### Task brief
Each and every line of the data must appear exactly as given.
════════════════
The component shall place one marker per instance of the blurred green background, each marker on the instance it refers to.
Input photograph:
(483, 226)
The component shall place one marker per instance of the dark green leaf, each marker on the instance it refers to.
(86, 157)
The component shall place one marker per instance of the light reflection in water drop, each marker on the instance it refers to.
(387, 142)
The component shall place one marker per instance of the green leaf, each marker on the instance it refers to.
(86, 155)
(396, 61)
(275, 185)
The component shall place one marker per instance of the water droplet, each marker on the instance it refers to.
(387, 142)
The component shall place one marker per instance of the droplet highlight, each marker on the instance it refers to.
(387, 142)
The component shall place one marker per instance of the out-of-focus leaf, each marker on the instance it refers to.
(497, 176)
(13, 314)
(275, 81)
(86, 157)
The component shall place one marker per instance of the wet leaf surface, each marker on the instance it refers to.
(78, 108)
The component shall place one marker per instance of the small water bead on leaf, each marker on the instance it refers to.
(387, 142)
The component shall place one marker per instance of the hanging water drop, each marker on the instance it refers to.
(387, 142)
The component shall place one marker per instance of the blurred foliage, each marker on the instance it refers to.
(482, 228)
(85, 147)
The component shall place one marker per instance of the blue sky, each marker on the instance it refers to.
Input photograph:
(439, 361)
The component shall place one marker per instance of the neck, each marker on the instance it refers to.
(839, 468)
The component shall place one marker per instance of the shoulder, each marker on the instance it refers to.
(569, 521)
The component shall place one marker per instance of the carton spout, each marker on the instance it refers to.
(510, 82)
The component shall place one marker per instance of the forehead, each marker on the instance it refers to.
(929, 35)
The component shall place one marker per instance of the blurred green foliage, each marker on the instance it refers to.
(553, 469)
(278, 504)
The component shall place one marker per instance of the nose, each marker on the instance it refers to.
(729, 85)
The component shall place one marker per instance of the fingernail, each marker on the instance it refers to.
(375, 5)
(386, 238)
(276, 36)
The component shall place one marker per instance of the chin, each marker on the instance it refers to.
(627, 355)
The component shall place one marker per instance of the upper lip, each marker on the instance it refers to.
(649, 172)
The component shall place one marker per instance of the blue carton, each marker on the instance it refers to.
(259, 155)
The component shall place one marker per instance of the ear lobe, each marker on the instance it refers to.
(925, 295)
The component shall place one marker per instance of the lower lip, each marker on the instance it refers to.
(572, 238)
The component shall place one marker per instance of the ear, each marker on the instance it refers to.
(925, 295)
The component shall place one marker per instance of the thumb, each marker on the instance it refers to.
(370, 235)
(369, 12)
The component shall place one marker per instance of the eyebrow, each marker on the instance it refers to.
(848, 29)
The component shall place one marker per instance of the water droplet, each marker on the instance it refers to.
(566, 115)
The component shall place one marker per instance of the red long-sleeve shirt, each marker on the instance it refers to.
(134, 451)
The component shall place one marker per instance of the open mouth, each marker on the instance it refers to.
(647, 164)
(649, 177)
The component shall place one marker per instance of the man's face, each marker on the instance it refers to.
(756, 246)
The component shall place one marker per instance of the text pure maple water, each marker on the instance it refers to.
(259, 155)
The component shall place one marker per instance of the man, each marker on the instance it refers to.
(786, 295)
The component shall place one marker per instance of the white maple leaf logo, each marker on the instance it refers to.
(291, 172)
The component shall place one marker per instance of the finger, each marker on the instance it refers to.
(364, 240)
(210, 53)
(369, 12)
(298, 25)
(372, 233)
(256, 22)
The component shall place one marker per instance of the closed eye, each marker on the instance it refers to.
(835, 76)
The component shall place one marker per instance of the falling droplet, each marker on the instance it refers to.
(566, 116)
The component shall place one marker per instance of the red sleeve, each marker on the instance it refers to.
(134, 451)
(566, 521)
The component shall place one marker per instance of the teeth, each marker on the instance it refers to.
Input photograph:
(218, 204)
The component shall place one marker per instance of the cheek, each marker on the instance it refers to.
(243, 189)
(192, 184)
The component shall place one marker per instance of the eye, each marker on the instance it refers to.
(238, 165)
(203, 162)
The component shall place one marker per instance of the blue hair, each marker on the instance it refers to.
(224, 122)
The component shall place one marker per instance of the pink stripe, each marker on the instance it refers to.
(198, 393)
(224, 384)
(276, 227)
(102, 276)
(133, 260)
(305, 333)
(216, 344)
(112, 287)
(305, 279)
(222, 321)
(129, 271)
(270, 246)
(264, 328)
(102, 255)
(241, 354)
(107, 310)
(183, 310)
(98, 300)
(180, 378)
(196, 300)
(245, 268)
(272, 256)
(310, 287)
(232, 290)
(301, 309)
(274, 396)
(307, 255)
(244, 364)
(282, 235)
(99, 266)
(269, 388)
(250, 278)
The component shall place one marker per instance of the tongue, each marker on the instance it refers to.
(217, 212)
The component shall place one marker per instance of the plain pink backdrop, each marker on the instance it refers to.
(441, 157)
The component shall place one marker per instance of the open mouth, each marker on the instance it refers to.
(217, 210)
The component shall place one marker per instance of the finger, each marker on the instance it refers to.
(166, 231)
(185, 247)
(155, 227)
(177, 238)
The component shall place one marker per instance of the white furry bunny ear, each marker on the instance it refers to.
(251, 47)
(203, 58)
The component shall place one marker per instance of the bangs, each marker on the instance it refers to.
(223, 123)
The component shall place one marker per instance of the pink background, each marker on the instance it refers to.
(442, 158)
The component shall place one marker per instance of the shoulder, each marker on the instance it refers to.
════════════════
### Output
The component shall place one marker per instance of the blurred green background, each marker on the instance it refers to.
Input photograph:
(483, 226)
The component shall place one marker per instance of the dark green leaf, each marker on the instance it refers to.
(86, 157)
The component shall place one marker per instance of the light reflection in water drop, each marker on the instance it refers to.
(387, 142)
The component shall place one marker per instance of the green leaf, each marker on the instance it refers to.
(86, 155)
(396, 61)
(275, 185)
The component shall place one marker per instance of the water droplet, each marker on the instance it refers to.
(387, 142)
The component shall place one marker per instance of the droplet highlight, each marker on the instance it refers to.
(387, 142)
The component shall place one marker per instance of the out-of-focus leaf, each marker on the instance it refers to.
(497, 176)
(13, 314)
(275, 81)
(86, 157)
The component shall place one marker per instance of the wet leaf surface, each marker on the instance it refers to.
(78, 108)
The component shall place one marker per instance of the small water bead on leaf, each marker on the instance it refers to.
(387, 142)
The component shall place one marker per instance of the hanging water drop, each marker on the instance it refers to.
(387, 142)
The component shall place one marker per instance of the blurred foliage, each marker on the instance it refers to.
(482, 228)
(85, 147)
The component shall place one marker per instance of the blue sky, each marker on the instance it refers to.
Input photograph:
(439, 361)
The component shall place one marker per instance of the neck, each marker on the instance it refers to.
(839, 468)
The component shall place one marker per instance of the shoulder, each marker on the instance it refers to.
(569, 521)
The component shall place one marker per instance of the carton spout, each marker on the instance it refers to.
(510, 82)
The component shall place one marker per instance of the forehead, each marker on the instance it refers to.
(929, 35)
The component shall place one marker per instance of the blurred green foliage, each marker on the instance it refers to.
(553, 469)
(278, 504)
The component shall place one marker per instance of the nose, each marker on the instance it refers to.
(729, 85)
The component shall place one marker per instance of the fingernail, each marker on the instance it refers to.
(375, 5)
(386, 238)
(276, 36)
The component shall place one marker per instance of the chin, each marker on the instance it refers to.
(627, 355)
The component shall place one marker per instance of the upper lip, each marker on the instance it refers to.
(649, 172)
The component shall place one marker per instance of the blue carton, each marker on the instance it refers to.
(259, 155)
The component shall place one marker per instance of the ear lobe, each marker on the instance it refers to.
(925, 295)
The component shall place one marker per instance of the lower lip, each marker on the instance it refers to.
(572, 238)
The component shall place one marker per instance of the ear, each marker on the instance it refers to.
(925, 295)
The component shall place one marker per instance of the thumb, each marker on the instance it refers to.
(370, 235)
(369, 12)
The component shall place one marker per instance of the eyebrow, each marker on the instance it refers to.
(848, 29)
The component shall place one marker per instance of the water droplet, each marker on the instance it refers to.
(566, 115)
The component shall place one marker per instance of the red long-sleeve shirt, each marker on the instance it refers to.
(134, 451)
The component shall place one marker per instance of the open mouth, each marker on the instance it refers to.
(647, 164)
(649, 177)
The component shall place one marker per instance of the man's face, each marker on the instance it refers to.
(756, 246)
The component shall place one marker per instance of the text pure maple water, each marker on the instance it refers to.
(259, 155)
The component shall place one marker per instance of the man, each marker on the instance it refers to.
(786, 295)
The component shall place one marker per instance of the white maple leaf logo, each marker on the instance it refers to.
(291, 172)
The component shall place one marker per instance of the finger, each marker on the instance it refers to.
(364, 240)
(210, 53)
(369, 12)
(298, 25)
(372, 233)
(256, 22)
The component shall place one marker per instance of the closed eye, each marker on the instance it refers to.
(835, 76)
The component shall place one marker per instance of the falling droplet, each marker on the instance it refers to.
(566, 116)
The component shall place one marker per instance of the red sleeve, each marker on the instance it refers to.
(134, 451)
(566, 521)
The component shall place one marker per instance of the teeth, each marker on the instance it refers to.
Input photograph:
(218, 204)
The component shall place one marker per instance of the cheek, each marker on the instance it refers to.
(243, 189)
(192, 184)
The component shall place one marker per instance of the eye, each marker on the instance it refers to.
(238, 165)
(203, 162)
The component shall place one marker per instance of the blue hair, each marker on the instance it refers to.
(224, 122)
The component shall place one marker per instance of the pink stripe, each marker on the instance it refers to.
(198, 393)
(224, 384)
(276, 227)
(102, 276)
(133, 260)
(305, 333)
(216, 344)
(112, 287)
(305, 279)
(222, 321)
(129, 271)
(270, 246)
(264, 328)
(102, 255)
(241, 354)
(107, 310)
(183, 310)
(98, 300)
(180, 378)
(196, 300)
(245, 268)
(272, 256)
(310, 287)
(232, 290)
(301, 309)
(274, 396)
(307, 255)
(244, 364)
(282, 235)
(99, 266)
(269, 388)
(250, 278)
The component shall place one marker per instance of the tongue, each marker on the instance it refers to.
(217, 212)
The component shall place one marker per instance of the plain pink backdrop, each marker on the instance it refers to.
(441, 157)
The component shall place one marker per instance of the open mouth, each marker on the instance it refers to.
(217, 210)
The component shall place one marker per instance of the finger, each marker on the instance it refers to.
(166, 231)
(185, 247)
(155, 227)
(177, 238)
The component shall place one marker per instance of the white furry bunny ear, each marker on the instance it refers to.
(251, 47)
(203, 58)
The component shall place one marker per instance of the bangs, each marker on the instance it refers to.
(223, 123)
The component shall place one marker per instance of the pink background, each marker on the instance it refers to.
(442, 158)
The component shall place one marker per instance of the shoulder, each marker on the instance it refers to.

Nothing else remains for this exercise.